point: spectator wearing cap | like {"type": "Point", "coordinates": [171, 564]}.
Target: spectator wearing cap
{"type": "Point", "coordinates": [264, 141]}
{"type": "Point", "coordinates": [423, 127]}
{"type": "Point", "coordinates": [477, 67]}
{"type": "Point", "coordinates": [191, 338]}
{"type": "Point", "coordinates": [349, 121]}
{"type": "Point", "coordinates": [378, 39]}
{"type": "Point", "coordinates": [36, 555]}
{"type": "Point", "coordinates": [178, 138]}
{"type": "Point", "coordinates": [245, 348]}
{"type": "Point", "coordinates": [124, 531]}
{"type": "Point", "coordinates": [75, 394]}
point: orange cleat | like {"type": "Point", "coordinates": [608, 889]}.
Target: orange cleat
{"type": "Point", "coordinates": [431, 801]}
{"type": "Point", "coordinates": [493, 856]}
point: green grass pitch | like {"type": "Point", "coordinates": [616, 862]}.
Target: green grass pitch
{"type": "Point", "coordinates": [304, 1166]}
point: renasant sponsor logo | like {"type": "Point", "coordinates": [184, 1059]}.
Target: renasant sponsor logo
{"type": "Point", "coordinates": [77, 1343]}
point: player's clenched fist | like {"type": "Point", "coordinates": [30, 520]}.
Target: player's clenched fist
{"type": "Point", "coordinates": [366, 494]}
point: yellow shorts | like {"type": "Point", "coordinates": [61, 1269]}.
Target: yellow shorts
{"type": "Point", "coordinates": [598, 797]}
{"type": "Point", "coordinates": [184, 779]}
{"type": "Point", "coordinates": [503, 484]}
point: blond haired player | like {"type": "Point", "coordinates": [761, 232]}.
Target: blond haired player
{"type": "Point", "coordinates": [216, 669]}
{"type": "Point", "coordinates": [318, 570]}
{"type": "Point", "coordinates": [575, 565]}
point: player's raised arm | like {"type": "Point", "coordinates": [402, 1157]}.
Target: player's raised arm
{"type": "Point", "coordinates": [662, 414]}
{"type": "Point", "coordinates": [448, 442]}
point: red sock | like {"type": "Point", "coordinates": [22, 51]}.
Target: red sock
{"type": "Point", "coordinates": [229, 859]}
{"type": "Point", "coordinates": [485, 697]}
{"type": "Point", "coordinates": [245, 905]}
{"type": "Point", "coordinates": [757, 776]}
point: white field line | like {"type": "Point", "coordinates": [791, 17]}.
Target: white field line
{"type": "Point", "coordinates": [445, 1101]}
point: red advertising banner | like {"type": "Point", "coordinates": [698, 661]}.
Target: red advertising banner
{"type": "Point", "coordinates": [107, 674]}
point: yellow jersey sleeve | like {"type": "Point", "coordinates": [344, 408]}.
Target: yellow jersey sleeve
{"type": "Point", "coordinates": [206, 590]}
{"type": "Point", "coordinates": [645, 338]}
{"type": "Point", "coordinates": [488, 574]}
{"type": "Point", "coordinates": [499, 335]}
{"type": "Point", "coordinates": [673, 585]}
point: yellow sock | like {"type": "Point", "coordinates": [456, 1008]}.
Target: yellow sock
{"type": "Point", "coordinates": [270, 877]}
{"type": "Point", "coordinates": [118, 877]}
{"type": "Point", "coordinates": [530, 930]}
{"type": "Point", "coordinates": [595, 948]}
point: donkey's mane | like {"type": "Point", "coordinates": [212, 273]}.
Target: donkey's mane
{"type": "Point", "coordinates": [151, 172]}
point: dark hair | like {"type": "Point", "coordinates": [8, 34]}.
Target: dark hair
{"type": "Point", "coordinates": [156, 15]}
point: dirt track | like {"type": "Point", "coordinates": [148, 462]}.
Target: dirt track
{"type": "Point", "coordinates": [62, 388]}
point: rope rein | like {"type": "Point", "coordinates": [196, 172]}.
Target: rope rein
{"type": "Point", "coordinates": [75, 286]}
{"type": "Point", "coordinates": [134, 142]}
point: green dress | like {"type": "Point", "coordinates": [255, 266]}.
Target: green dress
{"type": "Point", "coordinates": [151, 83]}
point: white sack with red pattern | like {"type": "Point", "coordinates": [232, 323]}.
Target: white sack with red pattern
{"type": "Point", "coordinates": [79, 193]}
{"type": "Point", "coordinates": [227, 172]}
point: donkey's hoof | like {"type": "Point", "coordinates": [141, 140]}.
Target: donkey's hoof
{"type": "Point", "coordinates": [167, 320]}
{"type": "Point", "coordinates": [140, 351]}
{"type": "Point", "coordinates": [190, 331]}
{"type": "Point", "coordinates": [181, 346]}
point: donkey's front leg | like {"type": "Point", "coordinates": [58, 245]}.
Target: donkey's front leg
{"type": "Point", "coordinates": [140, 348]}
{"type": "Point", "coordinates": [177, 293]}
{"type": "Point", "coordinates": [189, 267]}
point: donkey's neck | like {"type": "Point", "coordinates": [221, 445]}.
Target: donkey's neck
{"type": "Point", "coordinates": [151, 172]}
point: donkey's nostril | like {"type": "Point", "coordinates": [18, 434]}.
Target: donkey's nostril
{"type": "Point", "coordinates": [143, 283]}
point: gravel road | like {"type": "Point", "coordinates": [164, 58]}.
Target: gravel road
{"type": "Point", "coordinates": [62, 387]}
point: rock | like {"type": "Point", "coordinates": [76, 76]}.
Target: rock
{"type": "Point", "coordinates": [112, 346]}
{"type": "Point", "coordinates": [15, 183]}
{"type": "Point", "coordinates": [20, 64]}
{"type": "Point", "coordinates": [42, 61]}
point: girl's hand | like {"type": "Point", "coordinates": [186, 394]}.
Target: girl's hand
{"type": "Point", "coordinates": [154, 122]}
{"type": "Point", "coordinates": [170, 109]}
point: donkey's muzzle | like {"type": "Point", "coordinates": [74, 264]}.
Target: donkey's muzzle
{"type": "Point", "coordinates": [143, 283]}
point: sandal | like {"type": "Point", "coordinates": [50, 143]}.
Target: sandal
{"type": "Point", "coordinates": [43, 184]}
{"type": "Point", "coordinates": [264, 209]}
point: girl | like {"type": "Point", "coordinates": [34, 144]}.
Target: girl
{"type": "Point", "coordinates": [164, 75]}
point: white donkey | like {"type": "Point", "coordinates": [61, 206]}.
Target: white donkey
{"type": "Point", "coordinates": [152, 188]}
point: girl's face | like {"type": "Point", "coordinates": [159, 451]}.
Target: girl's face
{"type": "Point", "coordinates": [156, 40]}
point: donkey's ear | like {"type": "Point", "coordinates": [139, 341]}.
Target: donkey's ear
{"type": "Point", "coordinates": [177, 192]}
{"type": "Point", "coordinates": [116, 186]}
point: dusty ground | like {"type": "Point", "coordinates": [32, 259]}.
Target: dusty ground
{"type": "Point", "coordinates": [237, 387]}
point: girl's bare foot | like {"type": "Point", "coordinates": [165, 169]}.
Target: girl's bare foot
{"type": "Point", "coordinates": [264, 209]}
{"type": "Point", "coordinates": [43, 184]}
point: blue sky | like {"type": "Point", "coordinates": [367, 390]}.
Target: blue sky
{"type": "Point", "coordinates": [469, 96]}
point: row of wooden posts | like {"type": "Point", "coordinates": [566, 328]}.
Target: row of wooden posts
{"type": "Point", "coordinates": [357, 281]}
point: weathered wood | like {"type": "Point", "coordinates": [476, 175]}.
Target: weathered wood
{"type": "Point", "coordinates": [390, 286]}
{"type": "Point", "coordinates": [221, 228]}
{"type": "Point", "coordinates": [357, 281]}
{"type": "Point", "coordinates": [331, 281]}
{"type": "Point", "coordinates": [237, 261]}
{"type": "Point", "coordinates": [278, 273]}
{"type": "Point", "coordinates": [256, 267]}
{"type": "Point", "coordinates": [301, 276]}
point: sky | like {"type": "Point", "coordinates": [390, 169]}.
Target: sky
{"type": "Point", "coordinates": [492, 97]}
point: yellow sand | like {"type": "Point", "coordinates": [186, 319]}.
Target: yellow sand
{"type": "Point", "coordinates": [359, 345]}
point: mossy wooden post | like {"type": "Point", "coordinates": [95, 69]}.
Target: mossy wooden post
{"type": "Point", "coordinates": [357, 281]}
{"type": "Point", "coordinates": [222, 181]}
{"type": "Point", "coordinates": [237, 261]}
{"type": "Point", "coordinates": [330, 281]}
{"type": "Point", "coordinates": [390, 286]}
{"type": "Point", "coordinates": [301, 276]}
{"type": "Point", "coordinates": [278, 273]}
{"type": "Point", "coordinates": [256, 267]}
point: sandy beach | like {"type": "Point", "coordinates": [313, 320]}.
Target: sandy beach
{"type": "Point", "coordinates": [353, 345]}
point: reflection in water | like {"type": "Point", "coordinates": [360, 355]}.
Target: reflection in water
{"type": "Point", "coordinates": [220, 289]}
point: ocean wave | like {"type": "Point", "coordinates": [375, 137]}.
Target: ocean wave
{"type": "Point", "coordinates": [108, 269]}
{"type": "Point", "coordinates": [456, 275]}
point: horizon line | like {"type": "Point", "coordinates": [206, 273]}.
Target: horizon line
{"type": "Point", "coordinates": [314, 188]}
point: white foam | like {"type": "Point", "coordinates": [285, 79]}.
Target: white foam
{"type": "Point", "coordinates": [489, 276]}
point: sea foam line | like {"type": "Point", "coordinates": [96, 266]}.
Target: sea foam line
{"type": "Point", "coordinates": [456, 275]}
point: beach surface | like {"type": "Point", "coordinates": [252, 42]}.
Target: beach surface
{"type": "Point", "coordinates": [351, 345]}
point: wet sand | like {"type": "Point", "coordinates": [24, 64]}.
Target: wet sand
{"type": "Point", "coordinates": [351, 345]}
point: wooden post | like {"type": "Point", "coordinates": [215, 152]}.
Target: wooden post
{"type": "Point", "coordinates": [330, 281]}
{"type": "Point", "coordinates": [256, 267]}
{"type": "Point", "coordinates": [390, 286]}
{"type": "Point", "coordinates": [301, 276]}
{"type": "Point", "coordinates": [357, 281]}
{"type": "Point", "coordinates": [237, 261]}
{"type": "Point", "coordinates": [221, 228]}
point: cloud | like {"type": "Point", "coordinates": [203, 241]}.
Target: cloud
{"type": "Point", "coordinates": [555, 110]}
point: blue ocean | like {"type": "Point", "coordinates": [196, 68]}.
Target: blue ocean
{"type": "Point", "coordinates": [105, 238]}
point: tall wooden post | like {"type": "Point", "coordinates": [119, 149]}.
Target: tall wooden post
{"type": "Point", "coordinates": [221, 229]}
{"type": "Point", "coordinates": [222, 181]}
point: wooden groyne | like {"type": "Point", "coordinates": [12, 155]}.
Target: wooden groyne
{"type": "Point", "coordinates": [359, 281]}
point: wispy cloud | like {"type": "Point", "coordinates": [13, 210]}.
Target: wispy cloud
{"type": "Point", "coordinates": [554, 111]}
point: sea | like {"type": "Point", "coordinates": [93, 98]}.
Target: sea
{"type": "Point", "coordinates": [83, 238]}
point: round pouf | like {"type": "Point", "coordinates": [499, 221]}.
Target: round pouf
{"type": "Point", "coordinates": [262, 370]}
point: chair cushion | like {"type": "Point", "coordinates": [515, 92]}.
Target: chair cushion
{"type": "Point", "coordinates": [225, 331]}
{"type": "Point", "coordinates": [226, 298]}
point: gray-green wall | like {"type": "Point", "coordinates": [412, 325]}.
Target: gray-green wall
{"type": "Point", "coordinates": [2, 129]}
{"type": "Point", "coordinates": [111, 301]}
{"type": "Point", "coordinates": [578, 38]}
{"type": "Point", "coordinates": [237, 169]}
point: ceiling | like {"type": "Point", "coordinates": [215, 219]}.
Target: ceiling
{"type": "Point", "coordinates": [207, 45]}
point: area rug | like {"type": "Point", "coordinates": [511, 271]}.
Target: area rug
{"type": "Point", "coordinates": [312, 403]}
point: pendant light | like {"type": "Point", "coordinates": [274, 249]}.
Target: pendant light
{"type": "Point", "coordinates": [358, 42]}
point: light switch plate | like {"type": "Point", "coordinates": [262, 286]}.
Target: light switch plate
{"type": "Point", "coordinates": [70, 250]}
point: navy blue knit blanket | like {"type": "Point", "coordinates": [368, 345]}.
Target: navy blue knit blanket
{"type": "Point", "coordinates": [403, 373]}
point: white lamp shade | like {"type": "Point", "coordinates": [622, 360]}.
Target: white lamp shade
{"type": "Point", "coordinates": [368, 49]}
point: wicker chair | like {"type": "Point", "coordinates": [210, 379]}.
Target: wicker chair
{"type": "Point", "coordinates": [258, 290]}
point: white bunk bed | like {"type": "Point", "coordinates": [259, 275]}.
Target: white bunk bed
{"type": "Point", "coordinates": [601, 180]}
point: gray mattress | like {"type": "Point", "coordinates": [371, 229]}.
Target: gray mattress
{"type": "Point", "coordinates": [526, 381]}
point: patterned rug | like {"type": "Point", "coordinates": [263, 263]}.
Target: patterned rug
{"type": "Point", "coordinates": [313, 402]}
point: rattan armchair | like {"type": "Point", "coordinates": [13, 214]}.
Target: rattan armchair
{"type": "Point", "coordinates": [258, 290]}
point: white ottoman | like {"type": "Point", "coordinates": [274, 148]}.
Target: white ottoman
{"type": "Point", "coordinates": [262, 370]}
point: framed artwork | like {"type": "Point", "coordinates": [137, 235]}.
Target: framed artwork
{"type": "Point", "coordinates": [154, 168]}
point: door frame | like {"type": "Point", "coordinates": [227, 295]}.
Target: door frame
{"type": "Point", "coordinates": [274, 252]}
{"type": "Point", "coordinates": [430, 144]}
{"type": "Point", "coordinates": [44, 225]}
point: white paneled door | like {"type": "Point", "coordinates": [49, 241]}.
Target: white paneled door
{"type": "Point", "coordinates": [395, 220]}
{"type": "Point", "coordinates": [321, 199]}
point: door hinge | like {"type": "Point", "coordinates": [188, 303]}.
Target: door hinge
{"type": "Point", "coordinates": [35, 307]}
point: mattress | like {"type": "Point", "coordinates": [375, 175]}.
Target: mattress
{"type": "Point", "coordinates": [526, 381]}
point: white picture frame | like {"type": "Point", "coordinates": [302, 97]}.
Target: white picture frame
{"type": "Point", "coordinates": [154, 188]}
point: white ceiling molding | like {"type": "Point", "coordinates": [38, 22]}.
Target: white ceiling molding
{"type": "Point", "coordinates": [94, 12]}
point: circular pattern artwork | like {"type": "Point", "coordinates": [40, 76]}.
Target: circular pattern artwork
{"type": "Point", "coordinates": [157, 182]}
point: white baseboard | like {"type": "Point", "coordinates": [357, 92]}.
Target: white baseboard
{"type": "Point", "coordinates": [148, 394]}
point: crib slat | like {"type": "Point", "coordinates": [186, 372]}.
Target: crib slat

*To do*: Repeat the line that contains "point: framed artwork", then every line after it until the records end, with nothing added.

*Full response*:
point: framed artwork | like {"type": "Point", "coordinates": [137, 235]}.
Target: framed artwork
{"type": "Point", "coordinates": [154, 168]}
point: door frame | like {"type": "Point", "coordinates": [227, 295]}.
Target: door frame
{"type": "Point", "coordinates": [274, 252]}
{"type": "Point", "coordinates": [430, 144]}
{"type": "Point", "coordinates": [44, 225]}
point: white paneled door | like {"type": "Point", "coordinates": [49, 241]}.
Target: white paneled door
{"type": "Point", "coordinates": [395, 220]}
{"type": "Point", "coordinates": [321, 199]}
point: door hinge | like {"type": "Point", "coordinates": [188, 303]}.
Target: door hinge
{"type": "Point", "coordinates": [35, 307]}
point: mattress | like {"type": "Point", "coordinates": [375, 175]}.
Target: mattress
{"type": "Point", "coordinates": [526, 381]}
point: white picture frame | like {"type": "Point", "coordinates": [302, 97]}.
Target: white picture frame
{"type": "Point", "coordinates": [154, 188]}
point: white ceiling molding | like {"type": "Point", "coordinates": [38, 22]}.
Target: white ceiling molding
{"type": "Point", "coordinates": [94, 12]}
point: circular pattern artwork | like {"type": "Point", "coordinates": [40, 76]}.
Target: circular pattern artwork
{"type": "Point", "coordinates": [157, 182]}
point: white baseboard | like {"type": "Point", "coordinates": [357, 92]}.
Target: white baseboard
{"type": "Point", "coordinates": [148, 394]}
point: crib slat | like {"type": "Point", "coordinates": [186, 372]}.
Target: crib slat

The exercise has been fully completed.